- Opening Delimiter -

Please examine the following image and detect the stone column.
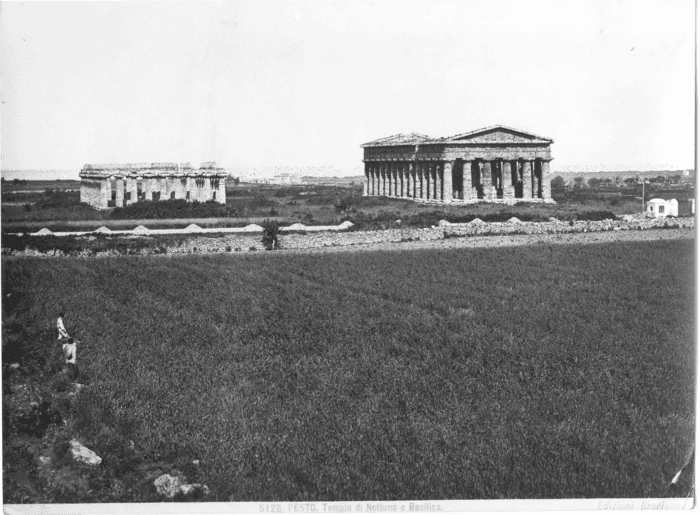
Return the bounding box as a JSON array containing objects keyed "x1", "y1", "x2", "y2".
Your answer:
[
  {"x1": 462, "y1": 161, "x2": 472, "y2": 201},
  {"x1": 402, "y1": 163, "x2": 409, "y2": 197},
  {"x1": 99, "y1": 179, "x2": 110, "y2": 209},
  {"x1": 115, "y1": 178, "x2": 125, "y2": 207},
  {"x1": 432, "y1": 163, "x2": 439, "y2": 200},
  {"x1": 124, "y1": 177, "x2": 135, "y2": 205},
  {"x1": 435, "y1": 163, "x2": 443, "y2": 201},
  {"x1": 407, "y1": 163, "x2": 414, "y2": 198},
  {"x1": 541, "y1": 159, "x2": 552, "y2": 200},
  {"x1": 395, "y1": 163, "x2": 400, "y2": 197},
  {"x1": 218, "y1": 176, "x2": 226, "y2": 203},
  {"x1": 142, "y1": 177, "x2": 152, "y2": 201},
  {"x1": 443, "y1": 161, "x2": 453, "y2": 203},
  {"x1": 482, "y1": 161, "x2": 493, "y2": 200},
  {"x1": 502, "y1": 161, "x2": 515, "y2": 200},
  {"x1": 422, "y1": 163, "x2": 429, "y2": 200},
  {"x1": 362, "y1": 163, "x2": 370, "y2": 197},
  {"x1": 417, "y1": 163, "x2": 423, "y2": 200},
  {"x1": 386, "y1": 163, "x2": 392, "y2": 197},
  {"x1": 375, "y1": 164, "x2": 380, "y2": 196},
  {"x1": 379, "y1": 164, "x2": 385, "y2": 196},
  {"x1": 523, "y1": 160, "x2": 533, "y2": 198},
  {"x1": 394, "y1": 162, "x2": 399, "y2": 197},
  {"x1": 372, "y1": 164, "x2": 378, "y2": 195},
  {"x1": 185, "y1": 177, "x2": 194, "y2": 201}
]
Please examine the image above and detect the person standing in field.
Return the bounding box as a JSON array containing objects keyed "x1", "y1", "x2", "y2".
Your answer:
[
  {"x1": 57, "y1": 312, "x2": 69, "y2": 340},
  {"x1": 62, "y1": 337, "x2": 79, "y2": 381}
]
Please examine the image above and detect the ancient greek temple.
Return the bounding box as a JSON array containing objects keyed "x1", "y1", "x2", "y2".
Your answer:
[
  {"x1": 361, "y1": 125, "x2": 554, "y2": 203},
  {"x1": 79, "y1": 162, "x2": 227, "y2": 209}
]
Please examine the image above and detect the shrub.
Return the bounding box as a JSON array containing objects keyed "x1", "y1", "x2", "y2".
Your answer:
[{"x1": 261, "y1": 219, "x2": 280, "y2": 251}]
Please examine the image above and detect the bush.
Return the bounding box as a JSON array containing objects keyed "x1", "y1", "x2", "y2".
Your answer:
[
  {"x1": 261, "y1": 219, "x2": 280, "y2": 251},
  {"x1": 111, "y1": 199, "x2": 238, "y2": 220}
]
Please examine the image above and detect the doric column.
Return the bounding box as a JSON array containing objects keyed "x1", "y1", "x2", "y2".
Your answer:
[
  {"x1": 408, "y1": 162, "x2": 415, "y2": 198},
  {"x1": 125, "y1": 177, "x2": 137, "y2": 205},
  {"x1": 462, "y1": 161, "x2": 472, "y2": 201},
  {"x1": 402, "y1": 163, "x2": 409, "y2": 197},
  {"x1": 362, "y1": 163, "x2": 370, "y2": 197},
  {"x1": 386, "y1": 163, "x2": 393, "y2": 197},
  {"x1": 393, "y1": 162, "x2": 400, "y2": 197},
  {"x1": 142, "y1": 177, "x2": 152, "y2": 201},
  {"x1": 394, "y1": 162, "x2": 400, "y2": 197},
  {"x1": 432, "y1": 163, "x2": 439, "y2": 200},
  {"x1": 386, "y1": 163, "x2": 392, "y2": 197},
  {"x1": 423, "y1": 162, "x2": 430, "y2": 200},
  {"x1": 99, "y1": 179, "x2": 110, "y2": 209},
  {"x1": 218, "y1": 177, "x2": 226, "y2": 203},
  {"x1": 435, "y1": 163, "x2": 443, "y2": 201},
  {"x1": 541, "y1": 159, "x2": 552, "y2": 200},
  {"x1": 417, "y1": 162, "x2": 424, "y2": 200},
  {"x1": 380, "y1": 164, "x2": 386, "y2": 196},
  {"x1": 523, "y1": 160, "x2": 533, "y2": 198},
  {"x1": 502, "y1": 161, "x2": 515, "y2": 200},
  {"x1": 373, "y1": 164, "x2": 379, "y2": 195},
  {"x1": 482, "y1": 161, "x2": 493, "y2": 200},
  {"x1": 443, "y1": 161, "x2": 453, "y2": 203},
  {"x1": 185, "y1": 176, "x2": 194, "y2": 201},
  {"x1": 115, "y1": 178, "x2": 125, "y2": 207},
  {"x1": 367, "y1": 165, "x2": 372, "y2": 195}
]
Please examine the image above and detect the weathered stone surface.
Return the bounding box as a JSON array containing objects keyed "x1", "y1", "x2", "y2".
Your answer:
[
  {"x1": 154, "y1": 473, "x2": 210, "y2": 499},
  {"x1": 154, "y1": 474, "x2": 182, "y2": 498},
  {"x1": 80, "y1": 163, "x2": 227, "y2": 209},
  {"x1": 362, "y1": 126, "x2": 554, "y2": 204},
  {"x1": 69, "y1": 440, "x2": 102, "y2": 467}
]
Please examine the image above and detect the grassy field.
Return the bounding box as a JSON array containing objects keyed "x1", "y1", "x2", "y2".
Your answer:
[
  {"x1": 3, "y1": 179, "x2": 694, "y2": 233},
  {"x1": 2, "y1": 239, "x2": 695, "y2": 502}
]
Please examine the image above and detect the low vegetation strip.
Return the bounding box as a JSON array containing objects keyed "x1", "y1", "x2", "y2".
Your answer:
[{"x1": 2, "y1": 239, "x2": 695, "y2": 502}]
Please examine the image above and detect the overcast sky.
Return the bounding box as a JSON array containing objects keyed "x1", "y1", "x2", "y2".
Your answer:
[{"x1": 1, "y1": 0, "x2": 695, "y2": 179}]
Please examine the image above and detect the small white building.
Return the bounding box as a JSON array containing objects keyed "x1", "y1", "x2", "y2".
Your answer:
[{"x1": 647, "y1": 198, "x2": 678, "y2": 217}]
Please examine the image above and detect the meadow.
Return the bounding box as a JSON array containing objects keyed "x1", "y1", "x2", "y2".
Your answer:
[
  {"x1": 3, "y1": 177, "x2": 694, "y2": 234},
  {"x1": 2, "y1": 238, "x2": 694, "y2": 502}
]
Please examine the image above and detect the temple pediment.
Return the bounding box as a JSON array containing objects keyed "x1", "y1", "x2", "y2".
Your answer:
[
  {"x1": 361, "y1": 133, "x2": 431, "y2": 147},
  {"x1": 443, "y1": 125, "x2": 553, "y2": 144}
]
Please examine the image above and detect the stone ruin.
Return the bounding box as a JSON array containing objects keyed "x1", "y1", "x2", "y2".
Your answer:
[
  {"x1": 79, "y1": 162, "x2": 227, "y2": 210},
  {"x1": 361, "y1": 125, "x2": 555, "y2": 204}
]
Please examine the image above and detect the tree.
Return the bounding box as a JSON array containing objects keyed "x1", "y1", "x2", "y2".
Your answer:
[
  {"x1": 550, "y1": 176, "x2": 565, "y2": 196},
  {"x1": 573, "y1": 177, "x2": 584, "y2": 189},
  {"x1": 12, "y1": 178, "x2": 20, "y2": 185}
]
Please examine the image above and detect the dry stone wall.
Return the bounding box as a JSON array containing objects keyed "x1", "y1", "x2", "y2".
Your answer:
[{"x1": 4, "y1": 216, "x2": 694, "y2": 258}]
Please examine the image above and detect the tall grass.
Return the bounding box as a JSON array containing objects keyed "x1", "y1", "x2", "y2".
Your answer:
[{"x1": 2, "y1": 239, "x2": 694, "y2": 501}]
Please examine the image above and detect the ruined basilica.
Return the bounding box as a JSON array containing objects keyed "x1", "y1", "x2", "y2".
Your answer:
[
  {"x1": 79, "y1": 162, "x2": 227, "y2": 210},
  {"x1": 361, "y1": 125, "x2": 554, "y2": 203}
]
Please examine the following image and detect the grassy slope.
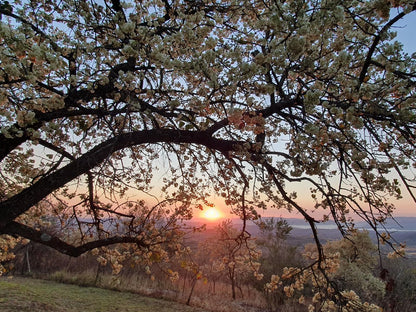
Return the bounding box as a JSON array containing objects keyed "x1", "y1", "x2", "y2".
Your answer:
[{"x1": 0, "y1": 277, "x2": 209, "y2": 312}]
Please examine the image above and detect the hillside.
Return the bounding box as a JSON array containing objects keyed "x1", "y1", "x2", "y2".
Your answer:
[{"x1": 0, "y1": 277, "x2": 209, "y2": 312}]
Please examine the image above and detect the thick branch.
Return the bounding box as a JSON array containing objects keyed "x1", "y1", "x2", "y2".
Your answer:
[
  {"x1": 0, "y1": 59, "x2": 152, "y2": 161},
  {"x1": 0, "y1": 107, "x2": 124, "y2": 161},
  {"x1": 0, "y1": 129, "x2": 244, "y2": 227},
  {"x1": 1, "y1": 221, "x2": 147, "y2": 257}
]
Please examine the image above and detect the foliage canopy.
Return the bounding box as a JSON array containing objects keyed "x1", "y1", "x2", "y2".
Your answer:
[{"x1": 0, "y1": 0, "x2": 415, "y2": 264}]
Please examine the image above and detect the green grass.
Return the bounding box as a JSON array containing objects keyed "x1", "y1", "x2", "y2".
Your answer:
[{"x1": 0, "y1": 277, "x2": 209, "y2": 312}]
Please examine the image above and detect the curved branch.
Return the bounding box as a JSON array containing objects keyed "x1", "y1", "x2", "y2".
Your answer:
[
  {"x1": 0, "y1": 129, "x2": 247, "y2": 228},
  {"x1": 357, "y1": 6, "x2": 416, "y2": 90},
  {"x1": 261, "y1": 160, "x2": 324, "y2": 261},
  {"x1": 1, "y1": 221, "x2": 148, "y2": 257}
]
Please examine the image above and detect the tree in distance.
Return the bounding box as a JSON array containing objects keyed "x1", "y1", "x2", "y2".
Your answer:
[{"x1": 0, "y1": 0, "x2": 415, "y2": 308}]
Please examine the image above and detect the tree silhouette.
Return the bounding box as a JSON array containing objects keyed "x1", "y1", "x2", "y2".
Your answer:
[{"x1": 0, "y1": 0, "x2": 415, "y2": 266}]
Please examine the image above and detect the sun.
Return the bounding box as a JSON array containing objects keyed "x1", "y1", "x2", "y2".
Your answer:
[{"x1": 202, "y1": 207, "x2": 222, "y2": 221}]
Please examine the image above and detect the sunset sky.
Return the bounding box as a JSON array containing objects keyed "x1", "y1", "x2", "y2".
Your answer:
[
  {"x1": 196, "y1": 11, "x2": 416, "y2": 221},
  {"x1": 147, "y1": 10, "x2": 416, "y2": 223},
  {"x1": 26, "y1": 7, "x2": 416, "y2": 222}
]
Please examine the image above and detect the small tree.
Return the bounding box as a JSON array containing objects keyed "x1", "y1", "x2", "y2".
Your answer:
[
  {"x1": 253, "y1": 218, "x2": 302, "y2": 309},
  {"x1": 322, "y1": 231, "x2": 386, "y2": 305},
  {"x1": 264, "y1": 231, "x2": 384, "y2": 311},
  {"x1": 203, "y1": 220, "x2": 262, "y2": 300}
]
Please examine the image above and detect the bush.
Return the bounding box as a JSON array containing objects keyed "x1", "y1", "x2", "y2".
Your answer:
[
  {"x1": 323, "y1": 231, "x2": 386, "y2": 305},
  {"x1": 381, "y1": 257, "x2": 416, "y2": 312}
]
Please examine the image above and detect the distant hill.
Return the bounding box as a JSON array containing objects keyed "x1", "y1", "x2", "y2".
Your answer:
[{"x1": 188, "y1": 217, "x2": 416, "y2": 256}]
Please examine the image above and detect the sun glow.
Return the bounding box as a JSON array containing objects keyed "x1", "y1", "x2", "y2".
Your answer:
[{"x1": 202, "y1": 207, "x2": 222, "y2": 221}]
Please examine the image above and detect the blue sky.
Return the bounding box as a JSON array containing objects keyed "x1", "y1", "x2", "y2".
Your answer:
[{"x1": 393, "y1": 10, "x2": 416, "y2": 54}]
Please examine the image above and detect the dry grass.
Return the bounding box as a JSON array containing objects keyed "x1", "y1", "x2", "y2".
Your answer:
[
  {"x1": 0, "y1": 276, "x2": 210, "y2": 312},
  {"x1": 43, "y1": 269, "x2": 306, "y2": 312},
  {"x1": 45, "y1": 270, "x2": 267, "y2": 312}
]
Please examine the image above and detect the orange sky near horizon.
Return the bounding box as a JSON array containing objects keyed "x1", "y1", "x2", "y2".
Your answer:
[{"x1": 194, "y1": 191, "x2": 416, "y2": 223}]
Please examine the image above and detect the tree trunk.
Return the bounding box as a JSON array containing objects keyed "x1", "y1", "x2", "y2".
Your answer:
[
  {"x1": 229, "y1": 267, "x2": 236, "y2": 300},
  {"x1": 25, "y1": 245, "x2": 31, "y2": 274},
  {"x1": 94, "y1": 263, "x2": 102, "y2": 286},
  {"x1": 186, "y1": 278, "x2": 197, "y2": 305}
]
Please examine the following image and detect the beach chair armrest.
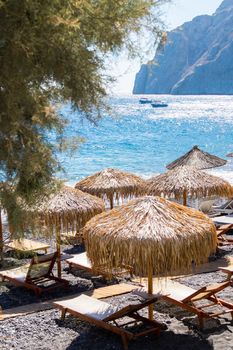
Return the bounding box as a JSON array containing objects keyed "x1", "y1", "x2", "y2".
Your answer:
[{"x1": 182, "y1": 281, "x2": 231, "y2": 303}]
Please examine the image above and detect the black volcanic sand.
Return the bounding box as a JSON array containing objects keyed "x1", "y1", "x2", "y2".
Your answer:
[{"x1": 1, "y1": 246, "x2": 233, "y2": 350}]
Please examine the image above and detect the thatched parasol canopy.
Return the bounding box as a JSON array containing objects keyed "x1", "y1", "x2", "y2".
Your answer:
[
  {"x1": 146, "y1": 166, "x2": 233, "y2": 205},
  {"x1": 226, "y1": 152, "x2": 233, "y2": 157},
  {"x1": 75, "y1": 168, "x2": 146, "y2": 208},
  {"x1": 166, "y1": 145, "x2": 227, "y2": 170},
  {"x1": 31, "y1": 186, "x2": 105, "y2": 232},
  {"x1": 28, "y1": 186, "x2": 105, "y2": 276},
  {"x1": 83, "y1": 196, "x2": 216, "y2": 319},
  {"x1": 84, "y1": 196, "x2": 217, "y2": 278}
]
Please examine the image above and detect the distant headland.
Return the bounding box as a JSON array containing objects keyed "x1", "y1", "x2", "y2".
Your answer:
[{"x1": 133, "y1": 0, "x2": 233, "y2": 95}]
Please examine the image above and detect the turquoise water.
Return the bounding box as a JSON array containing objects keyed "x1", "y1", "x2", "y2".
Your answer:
[{"x1": 60, "y1": 95, "x2": 233, "y2": 184}]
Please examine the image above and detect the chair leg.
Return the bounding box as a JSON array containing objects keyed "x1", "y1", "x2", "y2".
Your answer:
[
  {"x1": 198, "y1": 315, "x2": 204, "y2": 329},
  {"x1": 67, "y1": 263, "x2": 72, "y2": 274},
  {"x1": 121, "y1": 333, "x2": 129, "y2": 350},
  {"x1": 34, "y1": 288, "x2": 41, "y2": 297},
  {"x1": 61, "y1": 309, "x2": 67, "y2": 321},
  {"x1": 226, "y1": 272, "x2": 232, "y2": 281}
]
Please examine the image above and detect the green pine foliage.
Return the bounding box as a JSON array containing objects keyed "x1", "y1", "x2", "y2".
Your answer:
[{"x1": 0, "y1": 0, "x2": 168, "y2": 235}]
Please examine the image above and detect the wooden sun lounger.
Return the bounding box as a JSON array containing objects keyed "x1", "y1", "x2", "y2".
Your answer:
[
  {"x1": 60, "y1": 231, "x2": 84, "y2": 245},
  {"x1": 150, "y1": 279, "x2": 233, "y2": 328},
  {"x1": 65, "y1": 252, "x2": 93, "y2": 272},
  {"x1": 213, "y1": 216, "x2": 233, "y2": 225},
  {"x1": 212, "y1": 199, "x2": 233, "y2": 215},
  {"x1": 216, "y1": 224, "x2": 233, "y2": 245},
  {"x1": 65, "y1": 252, "x2": 133, "y2": 278},
  {"x1": 218, "y1": 265, "x2": 233, "y2": 281},
  {"x1": 0, "y1": 252, "x2": 69, "y2": 296},
  {"x1": 5, "y1": 238, "x2": 50, "y2": 254},
  {"x1": 54, "y1": 293, "x2": 164, "y2": 350}
]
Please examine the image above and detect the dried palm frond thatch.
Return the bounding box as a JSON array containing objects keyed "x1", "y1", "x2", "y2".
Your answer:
[
  {"x1": 29, "y1": 186, "x2": 105, "y2": 233},
  {"x1": 75, "y1": 168, "x2": 146, "y2": 208},
  {"x1": 226, "y1": 152, "x2": 233, "y2": 157},
  {"x1": 83, "y1": 195, "x2": 216, "y2": 320},
  {"x1": 84, "y1": 196, "x2": 217, "y2": 278},
  {"x1": 146, "y1": 166, "x2": 233, "y2": 205},
  {"x1": 26, "y1": 186, "x2": 105, "y2": 277},
  {"x1": 166, "y1": 145, "x2": 227, "y2": 170}
]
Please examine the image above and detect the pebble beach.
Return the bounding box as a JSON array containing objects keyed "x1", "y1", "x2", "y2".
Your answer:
[
  {"x1": 1, "y1": 244, "x2": 233, "y2": 350},
  {"x1": 1, "y1": 2, "x2": 233, "y2": 350},
  {"x1": 1, "y1": 96, "x2": 233, "y2": 350}
]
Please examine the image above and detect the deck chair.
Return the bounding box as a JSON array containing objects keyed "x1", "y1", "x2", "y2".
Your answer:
[
  {"x1": 150, "y1": 279, "x2": 233, "y2": 329},
  {"x1": 4, "y1": 238, "x2": 50, "y2": 254},
  {"x1": 60, "y1": 231, "x2": 84, "y2": 245},
  {"x1": 216, "y1": 224, "x2": 233, "y2": 245},
  {"x1": 54, "y1": 293, "x2": 164, "y2": 350},
  {"x1": 218, "y1": 265, "x2": 233, "y2": 281},
  {"x1": 212, "y1": 198, "x2": 233, "y2": 215},
  {"x1": 0, "y1": 252, "x2": 69, "y2": 296},
  {"x1": 65, "y1": 252, "x2": 133, "y2": 278}
]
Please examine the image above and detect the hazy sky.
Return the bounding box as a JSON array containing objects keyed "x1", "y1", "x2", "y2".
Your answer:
[{"x1": 110, "y1": 0, "x2": 223, "y2": 93}]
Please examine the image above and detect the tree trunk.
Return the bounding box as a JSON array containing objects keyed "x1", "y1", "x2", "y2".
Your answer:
[{"x1": 0, "y1": 209, "x2": 3, "y2": 262}]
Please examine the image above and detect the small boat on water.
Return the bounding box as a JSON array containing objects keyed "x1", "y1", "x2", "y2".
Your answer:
[
  {"x1": 139, "y1": 97, "x2": 153, "y2": 104},
  {"x1": 151, "y1": 101, "x2": 168, "y2": 108}
]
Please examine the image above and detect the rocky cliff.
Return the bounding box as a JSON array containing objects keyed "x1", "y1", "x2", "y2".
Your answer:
[{"x1": 133, "y1": 0, "x2": 233, "y2": 94}]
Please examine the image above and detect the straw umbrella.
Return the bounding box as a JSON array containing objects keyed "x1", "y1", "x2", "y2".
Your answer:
[
  {"x1": 146, "y1": 165, "x2": 233, "y2": 206},
  {"x1": 83, "y1": 196, "x2": 217, "y2": 319},
  {"x1": 75, "y1": 168, "x2": 146, "y2": 209},
  {"x1": 28, "y1": 186, "x2": 105, "y2": 277},
  {"x1": 166, "y1": 145, "x2": 227, "y2": 170},
  {"x1": 226, "y1": 152, "x2": 233, "y2": 157}
]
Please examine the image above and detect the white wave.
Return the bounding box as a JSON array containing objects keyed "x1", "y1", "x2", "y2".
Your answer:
[{"x1": 207, "y1": 169, "x2": 233, "y2": 185}]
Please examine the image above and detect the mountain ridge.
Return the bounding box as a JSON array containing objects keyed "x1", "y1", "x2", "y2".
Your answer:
[{"x1": 133, "y1": 0, "x2": 233, "y2": 95}]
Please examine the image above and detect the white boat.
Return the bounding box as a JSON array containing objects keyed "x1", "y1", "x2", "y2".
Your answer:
[
  {"x1": 139, "y1": 98, "x2": 153, "y2": 104},
  {"x1": 151, "y1": 101, "x2": 168, "y2": 108}
]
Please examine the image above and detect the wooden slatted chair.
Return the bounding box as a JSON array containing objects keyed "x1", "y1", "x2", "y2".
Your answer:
[
  {"x1": 212, "y1": 199, "x2": 233, "y2": 215},
  {"x1": 0, "y1": 252, "x2": 69, "y2": 296},
  {"x1": 216, "y1": 224, "x2": 233, "y2": 245},
  {"x1": 4, "y1": 238, "x2": 50, "y2": 254},
  {"x1": 60, "y1": 231, "x2": 84, "y2": 245},
  {"x1": 149, "y1": 280, "x2": 233, "y2": 329},
  {"x1": 218, "y1": 265, "x2": 233, "y2": 281},
  {"x1": 65, "y1": 252, "x2": 133, "y2": 278},
  {"x1": 54, "y1": 293, "x2": 164, "y2": 350}
]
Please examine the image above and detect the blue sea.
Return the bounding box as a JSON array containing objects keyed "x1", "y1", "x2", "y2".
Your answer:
[{"x1": 60, "y1": 95, "x2": 233, "y2": 185}]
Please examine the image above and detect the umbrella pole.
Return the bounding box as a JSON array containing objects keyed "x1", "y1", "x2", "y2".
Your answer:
[
  {"x1": 110, "y1": 196, "x2": 113, "y2": 210},
  {"x1": 148, "y1": 263, "x2": 153, "y2": 320},
  {"x1": 183, "y1": 190, "x2": 187, "y2": 206},
  {"x1": 56, "y1": 225, "x2": 61, "y2": 278}
]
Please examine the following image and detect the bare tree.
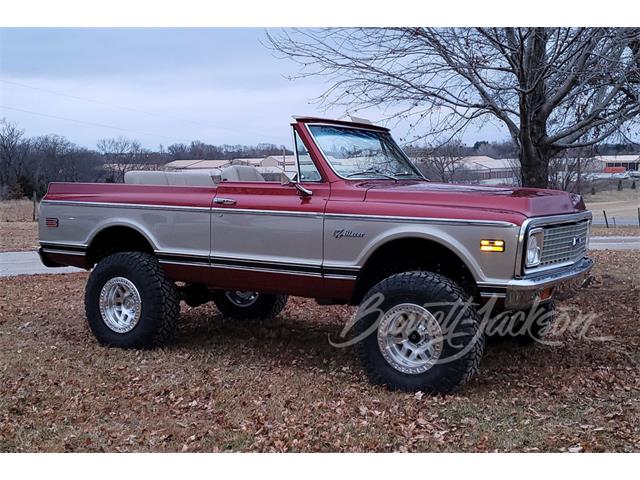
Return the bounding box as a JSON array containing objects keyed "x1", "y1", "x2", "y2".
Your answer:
[
  {"x1": 29, "y1": 135, "x2": 103, "y2": 194},
  {"x1": 268, "y1": 28, "x2": 640, "y2": 188},
  {"x1": 410, "y1": 140, "x2": 465, "y2": 182},
  {"x1": 0, "y1": 118, "x2": 30, "y2": 190},
  {"x1": 548, "y1": 147, "x2": 598, "y2": 193},
  {"x1": 97, "y1": 137, "x2": 154, "y2": 183}
]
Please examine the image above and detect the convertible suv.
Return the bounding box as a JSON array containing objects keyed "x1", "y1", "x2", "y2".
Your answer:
[{"x1": 38, "y1": 117, "x2": 593, "y2": 393}]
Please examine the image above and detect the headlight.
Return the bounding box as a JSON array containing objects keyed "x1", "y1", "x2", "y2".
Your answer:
[{"x1": 525, "y1": 228, "x2": 544, "y2": 268}]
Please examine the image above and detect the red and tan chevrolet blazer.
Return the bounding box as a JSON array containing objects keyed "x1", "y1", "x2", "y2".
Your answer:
[{"x1": 38, "y1": 117, "x2": 593, "y2": 393}]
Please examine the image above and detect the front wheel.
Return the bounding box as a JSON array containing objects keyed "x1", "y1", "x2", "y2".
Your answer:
[
  {"x1": 84, "y1": 252, "x2": 180, "y2": 348},
  {"x1": 212, "y1": 291, "x2": 288, "y2": 321},
  {"x1": 354, "y1": 271, "x2": 484, "y2": 394}
]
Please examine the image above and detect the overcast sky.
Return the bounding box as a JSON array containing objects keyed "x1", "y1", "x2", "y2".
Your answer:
[{"x1": 0, "y1": 28, "x2": 505, "y2": 150}]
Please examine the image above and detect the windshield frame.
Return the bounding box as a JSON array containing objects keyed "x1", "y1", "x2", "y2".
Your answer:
[{"x1": 302, "y1": 123, "x2": 427, "y2": 182}]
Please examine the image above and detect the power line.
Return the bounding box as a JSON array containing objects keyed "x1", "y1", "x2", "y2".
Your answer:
[
  {"x1": 0, "y1": 104, "x2": 192, "y2": 142},
  {"x1": 0, "y1": 78, "x2": 285, "y2": 141}
]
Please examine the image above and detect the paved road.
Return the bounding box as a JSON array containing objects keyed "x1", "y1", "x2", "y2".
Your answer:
[
  {"x1": 588, "y1": 236, "x2": 640, "y2": 250},
  {"x1": 1, "y1": 236, "x2": 638, "y2": 278},
  {"x1": 0, "y1": 251, "x2": 83, "y2": 277}
]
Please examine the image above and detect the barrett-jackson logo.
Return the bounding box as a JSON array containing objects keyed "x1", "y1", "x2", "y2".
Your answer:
[{"x1": 333, "y1": 229, "x2": 366, "y2": 239}]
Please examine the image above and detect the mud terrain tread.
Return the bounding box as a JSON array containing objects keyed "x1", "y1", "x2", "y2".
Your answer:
[
  {"x1": 355, "y1": 271, "x2": 484, "y2": 394},
  {"x1": 84, "y1": 252, "x2": 180, "y2": 347}
]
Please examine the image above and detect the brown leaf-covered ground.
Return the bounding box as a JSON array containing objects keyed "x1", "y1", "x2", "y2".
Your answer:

- Closing Delimiter -

> **Task details**: Only a number belongs in the answer: state how many lines of the entries above hold "grassy".

> **Result of the task**: 2